Leave out the pictures and copy the remaining records exactly.

A block of data:
☆ ☆ ☆ ☆

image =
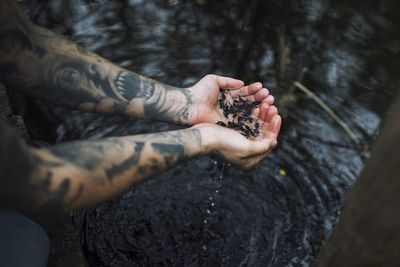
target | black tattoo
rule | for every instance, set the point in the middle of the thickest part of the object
(171, 153)
(75, 153)
(119, 169)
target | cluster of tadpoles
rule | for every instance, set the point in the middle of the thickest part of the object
(239, 115)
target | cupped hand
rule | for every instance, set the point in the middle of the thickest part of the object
(238, 150)
(207, 91)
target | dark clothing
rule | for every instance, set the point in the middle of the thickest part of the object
(22, 241)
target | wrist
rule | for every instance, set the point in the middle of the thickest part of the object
(209, 140)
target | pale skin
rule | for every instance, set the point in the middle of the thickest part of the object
(80, 174)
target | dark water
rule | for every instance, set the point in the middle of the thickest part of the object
(205, 212)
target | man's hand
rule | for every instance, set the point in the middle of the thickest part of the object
(207, 91)
(235, 148)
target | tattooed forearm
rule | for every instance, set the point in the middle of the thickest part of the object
(66, 74)
(80, 174)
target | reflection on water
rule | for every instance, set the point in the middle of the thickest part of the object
(279, 213)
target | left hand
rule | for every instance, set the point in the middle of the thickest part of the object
(206, 95)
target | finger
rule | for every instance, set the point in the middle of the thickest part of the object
(263, 111)
(246, 90)
(274, 128)
(272, 111)
(256, 112)
(269, 99)
(227, 82)
(261, 94)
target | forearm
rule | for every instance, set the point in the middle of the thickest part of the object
(81, 174)
(46, 65)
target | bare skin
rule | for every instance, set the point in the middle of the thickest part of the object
(81, 174)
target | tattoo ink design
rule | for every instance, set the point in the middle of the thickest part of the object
(171, 153)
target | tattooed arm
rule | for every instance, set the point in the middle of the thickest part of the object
(81, 174)
(48, 66)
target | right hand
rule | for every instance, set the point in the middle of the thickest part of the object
(237, 149)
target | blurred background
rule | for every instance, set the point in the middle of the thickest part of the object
(206, 212)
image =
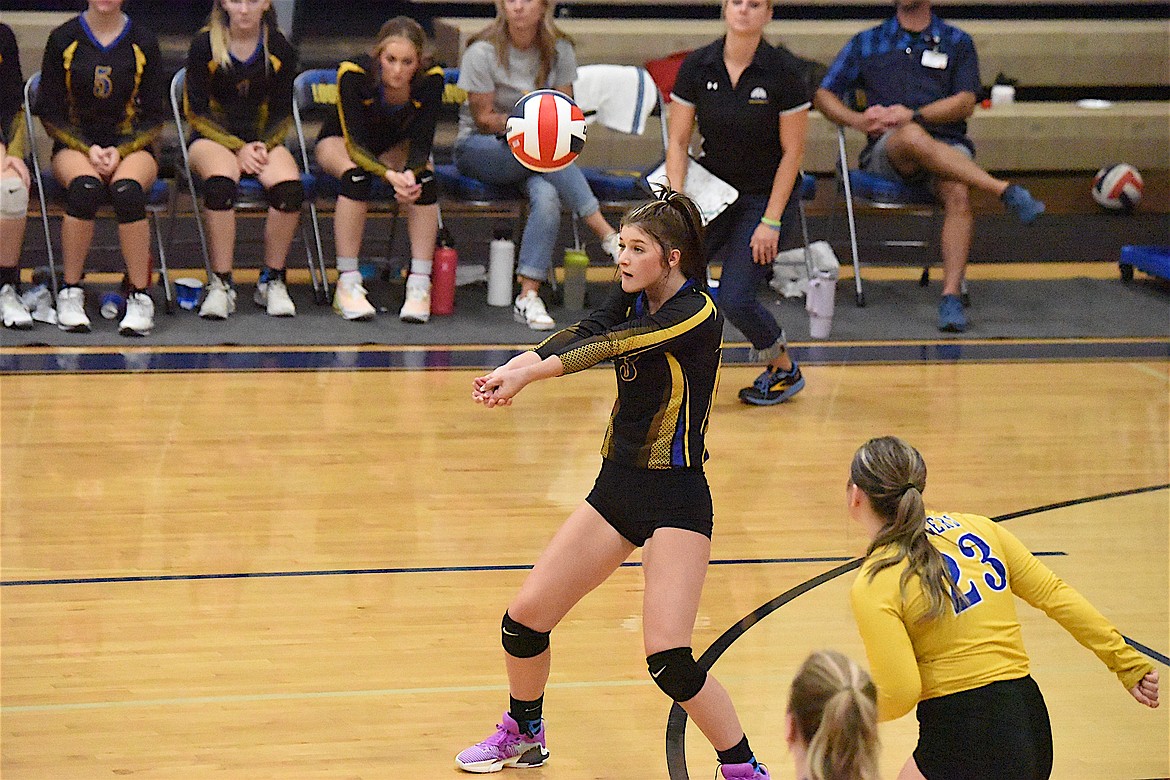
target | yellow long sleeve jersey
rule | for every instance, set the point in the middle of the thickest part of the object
(977, 642)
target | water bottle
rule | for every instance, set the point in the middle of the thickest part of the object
(112, 305)
(442, 276)
(576, 264)
(501, 269)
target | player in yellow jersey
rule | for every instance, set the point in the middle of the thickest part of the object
(934, 602)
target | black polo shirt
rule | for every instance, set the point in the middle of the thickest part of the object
(741, 126)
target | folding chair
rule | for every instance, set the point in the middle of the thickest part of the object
(879, 194)
(249, 197)
(159, 199)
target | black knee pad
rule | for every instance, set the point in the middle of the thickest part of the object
(129, 201)
(219, 193)
(676, 674)
(357, 184)
(287, 197)
(83, 198)
(429, 194)
(522, 642)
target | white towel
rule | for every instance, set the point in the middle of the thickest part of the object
(620, 97)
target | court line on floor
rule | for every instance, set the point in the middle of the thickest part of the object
(676, 720)
(392, 570)
(293, 359)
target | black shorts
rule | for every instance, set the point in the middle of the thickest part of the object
(999, 731)
(149, 149)
(382, 138)
(637, 502)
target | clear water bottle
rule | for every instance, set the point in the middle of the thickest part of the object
(501, 269)
(576, 267)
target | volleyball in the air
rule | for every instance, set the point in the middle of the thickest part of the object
(545, 130)
(1117, 187)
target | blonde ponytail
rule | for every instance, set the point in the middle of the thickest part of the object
(834, 705)
(893, 476)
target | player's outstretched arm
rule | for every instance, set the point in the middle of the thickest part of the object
(1146, 691)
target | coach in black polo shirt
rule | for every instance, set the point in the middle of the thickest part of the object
(751, 103)
(920, 77)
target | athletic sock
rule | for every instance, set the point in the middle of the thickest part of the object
(527, 715)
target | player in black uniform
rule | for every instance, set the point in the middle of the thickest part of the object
(665, 337)
(13, 183)
(239, 101)
(385, 124)
(103, 99)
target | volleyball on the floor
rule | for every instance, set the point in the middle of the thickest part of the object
(545, 130)
(1117, 187)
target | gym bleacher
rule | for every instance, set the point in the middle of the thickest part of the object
(1058, 53)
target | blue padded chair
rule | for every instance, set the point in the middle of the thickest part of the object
(250, 197)
(159, 199)
(880, 194)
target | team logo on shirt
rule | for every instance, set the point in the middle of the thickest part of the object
(627, 368)
(103, 85)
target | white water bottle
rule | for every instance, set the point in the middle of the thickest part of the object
(501, 269)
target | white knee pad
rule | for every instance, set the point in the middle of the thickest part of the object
(13, 199)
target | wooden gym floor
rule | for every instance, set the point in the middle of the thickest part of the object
(245, 565)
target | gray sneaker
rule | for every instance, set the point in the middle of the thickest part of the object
(274, 296)
(139, 318)
(13, 310)
(71, 310)
(219, 301)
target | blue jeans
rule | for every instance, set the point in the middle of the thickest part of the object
(729, 239)
(488, 159)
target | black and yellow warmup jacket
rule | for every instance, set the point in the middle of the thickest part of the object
(243, 102)
(667, 365)
(371, 125)
(105, 95)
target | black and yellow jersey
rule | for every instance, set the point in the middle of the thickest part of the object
(979, 641)
(105, 95)
(12, 95)
(667, 365)
(371, 125)
(243, 102)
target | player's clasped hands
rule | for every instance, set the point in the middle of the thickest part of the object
(1146, 691)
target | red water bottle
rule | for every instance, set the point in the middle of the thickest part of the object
(442, 275)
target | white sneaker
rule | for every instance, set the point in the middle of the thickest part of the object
(274, 296)
(349, 297)
(71, 310)
(417, 306)
(13, 309)
(219, 301)
(139, 318)
(530, 310)
(39, 303)
(611, 246)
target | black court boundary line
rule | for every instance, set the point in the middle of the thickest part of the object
(676, 720)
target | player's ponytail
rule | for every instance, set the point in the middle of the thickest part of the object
(833, 709)
(893, 476)
(673, 220)
(219, 30)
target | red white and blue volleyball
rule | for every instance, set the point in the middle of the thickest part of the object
(545, 130)
(1117, 187)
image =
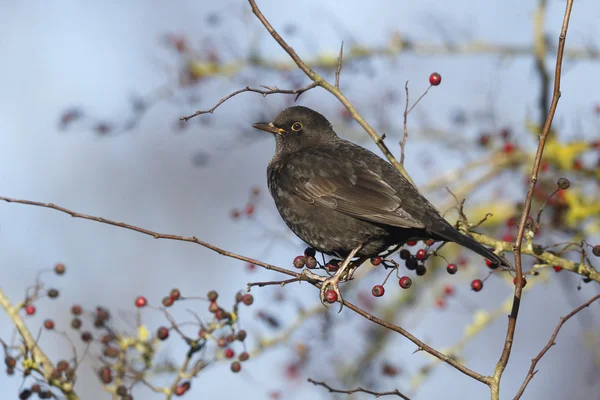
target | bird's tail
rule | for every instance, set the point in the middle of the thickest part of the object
(448, 233)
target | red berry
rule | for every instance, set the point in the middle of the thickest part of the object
(378, 291)
(247, 299)
(508, 148)
(524, 282)
(452, 269)
(175, 294)
(236, 367)
(477, 285)
(405, 282)
(440, 302)
(59, 268)
(182, 388)
(330, 296)
(229, 353)
(299, 262)
(140, 301)
(435, 79)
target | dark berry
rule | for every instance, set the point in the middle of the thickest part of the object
(563, 183)
(310, 252)
(405, 282)
(378, 291)
(299, 262)
(452, 269)
(404, 254)
(330, 296)
(477, 285)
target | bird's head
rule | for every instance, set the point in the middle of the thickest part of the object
(298, 127)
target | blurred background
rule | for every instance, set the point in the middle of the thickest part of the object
(90, 100)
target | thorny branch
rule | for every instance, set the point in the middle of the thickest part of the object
(512, 321)
(551, 343)
(395, 392)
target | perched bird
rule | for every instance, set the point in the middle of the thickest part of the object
(342, 199)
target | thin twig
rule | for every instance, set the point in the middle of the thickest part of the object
(270, 90)
(394, 392)
(512, 321)
(339, 67)
(551, 343)
(318, 79)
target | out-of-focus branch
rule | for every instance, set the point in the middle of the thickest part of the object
(512, 321)
(318, 79)
(551, 343)
(39, 361)
(394, 392)
(265, 92)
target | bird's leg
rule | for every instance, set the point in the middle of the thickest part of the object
(334, 281)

☆ ☆ ☆ ☆

» TASK OUTPUT
image =
target | black tattoo
rule | for every instance, set the point in the middle of the thickest part of the object
(171, 153)
(75, 153)
(119, 169)
target | cluster of tadpoles
rule | for every instance, set the point in the middle of the thickest part of the object
(239, 115)
target | cupped hand
rule | for every instance, set the point in the middle of the thickest part of the object
(238, 150)
(207, 91)
target | dark clothing
rule | for every instance, set the point in the middle of the thickest part of the object
(22, 241)
target | wrist
rule | for every instance, set the point in the middle of the thickest part of the object
(209, 140)
target | pale skin
rule | for every instance, set the point in the middle of the thickest part of the object
(80, 174)
target | dark water
rule | for every instance, set the point in the middle of the thickest part of the object
(205, 212)
target | man's hand
rule | for every instance, set the point in the middle of the thickest part of the object
(207, 91)
(235, 148)
target | tattooed forearm
rule | for every instance, set the point in the middle of the thickest part of the object
(66, 74)
(80, 174)
target | reflection on water
rule | for every instance, set the point in the middle of the thickest part of the object
(279, 213)
target | left hand
rule | for every instance, set the point in the middle of the thickest part of the object
(206, 95)
target | finger
rule | for every instance, set the point in the middle of the thickest part of the object
(263, 111)
(246, 90)
(274, 128)
(272, 111)
(256, 112)
(269, 99)
(227, 82)
(261, 94)
target | forearm
rule | for every instance, set the point in the middle of the thickest part of the object
(81, 174)
(46, 65)
target | bare skin
rule | for every instance, set the point in the middle of the thickest part of the object
(81, 174)
target | tattoo ink design
rule | for every instance, set the point in the middle of the thickest part of the object
(171, 153)
target | tattooed arm
rule | for every instance, set the point in the middle of the thickest part of the object
(81, 174)
(48, 66)
target | right hand
rule | for every instance, set the point in the middle of the thickest part of the object
(237, 149)
target | blurred background
rule | for every instance, set the point in the middle of the thickest part of the object
(206, 212)
image =
target | yellow long sleeve jersey
rule | for every instance, set the point in the middle of the thickest part of the object
(977, 642)
target | water bottle
rule | for every instance, set the point in the middle of the thickest part of the object
(112, 305)
(442, 276)
(576, 264)
(501, 269)
target | player in yellow jersey
rule | for every instance, set the point in the middle of the thickest part of the object
(934, 602)
target | black polo shirt
rule | for every instance, set the point in the middle of the thickest part of the object
(741, 126)
target | folding chair
rule | for every instance, set the point in the middle of the thickest part of the object
(879, 194)
(249, 197)
(159, 199)
target | black knee pad
rule | for every instance, set the point in the middle of the thickest part of the object
(129, 201)
(219, 193)
(676, 674)
(357, 184)
(287, 197)
(83, 198)
(429, 194)
(522, 642)
target | white towel
rule | for every instance, set the point in the middle of the thickest part of the object
(620, 97)
target | court line on floor
rule | for every instance, set the point in the middle of the thickest part of the object
(676, 720)
(392, 570)
(293, 359)
target | black shorts
rule | for every instance, set the point in the middle of the thickest part of the object
(999, 731)
(149, 149)
(382, 138)
(637, 502)
target | clear water bottle
rule | for every instance, set the point in the middle of the thickest part of the object
(501, 269)
(576, 267)
target | volleyball in the air
rule | for every instance, set the point in the middle of the thickest part of the object
(545, 130)
(1117, 187)
target | blonde ponytail
rule | for every instance, set the point in the middle of the thickest part of the object
(834, 705)
(893, 476)
target | player's outstretched arm
rule | for every instance, set the point in the middle of the thickest part of the object
(1146, 691)
target | coach in black polo shirt
rule | for every instance, set the point in the middle of the thickest part of the object
(751, 103)
(920, 77)
target | athletic sock
rule | for every instance, set the point in the middle of the thickest part of the object
(527, 715)
target | player in black uniform
rule | for every instance, set the point in the middle of the thickest part of the object
(665, 337)
(13, 183)
(239, 101)
(385, 124)
(103, 99)
target | volleyball on the floor
rule | for every instance, set the point in the middle of the thickest part of the object
(545, 130)
(1117, 187)
target | gym bleacher
rule | for every instance, set the point in the middle of the thickest part of the object
(1058, 53)
target | blue padded chair
rule | for every instance, set the point in the middle of the thickest part of the object
(250, 197)
(159, 199)
(880, 194)
target | team logo on shirt
rule | for every instance, set the point in the middle of the thickest part of the object
(627, 368)
(103, 85)
target | white water bottle
rule | for every instance, set the point in the middle of the thickest part of the object
(501, 269)
target | white knee pad
rule | for every instance, set the point in the middle of the thickest part of the object
(13, 199)
target | wooden gym floor
rule | for every instance, set the point in the middle of the thickest part of the object
(245, 565)
target | gray sneaker
rule | for every instance, set the point in the middle of the thickest part of the object
(274, 296)
(139, 318)
(13, 310)
(71, 310)
(219, 301)
target | blue jeans
rule | for every instance, set the point in the middle of the thickest part of the object
(729, 239)
(488, 159)
target | black and yellow warmup jacket
rule | for every instance, set the point in the middle of the thickest part of the object
(243, 102)
(667, 365)
(371, 125)
(105, 95)
target | black and yellow jersey
rule | for every instance, set the point in the middle of the thickest part of the object
(979, 641)
(105, 95)
(12, 95)
(667, 365)
(371, 125)
(243, 102)
target | player's clasped hands
rule | for every instance, set the point in the middle of the thickest part of the object
(1146, 691)
target | red water bottle
rule | for every instance, set the point in the middle of the thickest part of the object
(442, 275)
target | white sneaker
rule | for every instance, set the point in the middle of the thickest part of the object
(274, 296)
(349, 297)
(71, 310)
(417, 306)
(13, 309)
(219, 301)
(139, 318)
(530, 310)
(39, 303)
(611, 246)
target | black court boundary line
rule | for every instance, set the point in the middle of the thickest part of the object
(676, 720)
target | player's ponytail
rule | for every instance, set the point in the middle of the thickest part of the object
(833, 709)
(893, 476)
(673, 220)
(219, 30)
target | red white and blue volleyball
rule | for every instance, set the point in the middle of the thickest part of the object
(545, 130)
(1117, 187)
image =
target | bird's tail
rule | for every instance, set the point in the middle of the thickest part of the object
(448, 233)
target | red berry
rule | for every instance, set the point in the middle of the thickest part of the object
(378, 291)
(247, 299)
(508, 148)
(524, 282)
(452, 269)
(175, 294)
(236, 367)
(477, 285)
(405, 282)
(440, 302)
(59, 268)
(182, 388)
(330, 296)
(229, 353)
(299, 262)
(140, 301)
(435, 79)
target | dark berry
rule | for every instance, set the point in the middle of the thickest part of the object
(563, 183)
(310, 252)
(405, 282)
(378, 291)
(299, 262)
(452, 269)
(404, 254)
(330, 296)
(477, 285)
target | bird's head
rule | for every instance, set the point in the middle of the thickest part of the object
(298, 127)
target | blurred background
rule | for every instance, set the point in the middle of the thickest part of the object
(90, 100)
target | thorny branch
rule | for every instance, set the point in the middle of the thickest part of the object
(512, 321)
(551, 343)
(395, 392)
target | perched bird
rule | for every instance, set the point in the middle of the thickest part of the object
(342, 199)
target | thin twig
rule | for every instance, set the point in the middle of the thickest part of the object
(270, 90)
(394, 392)
(512, 321)
(339, 67)
(551, 343)
(318, 79)
target | out-of-focus branch
rule | for every instance, set the point in the middle of the thickest part of the object
(512, 321)
(318, 79)
(551, 343)
(39, 361)
(394, 392)
(265, 92)
target | bird's leg
rule | for every instance, set the point in the middle of the thickest part of the object
(334, 281)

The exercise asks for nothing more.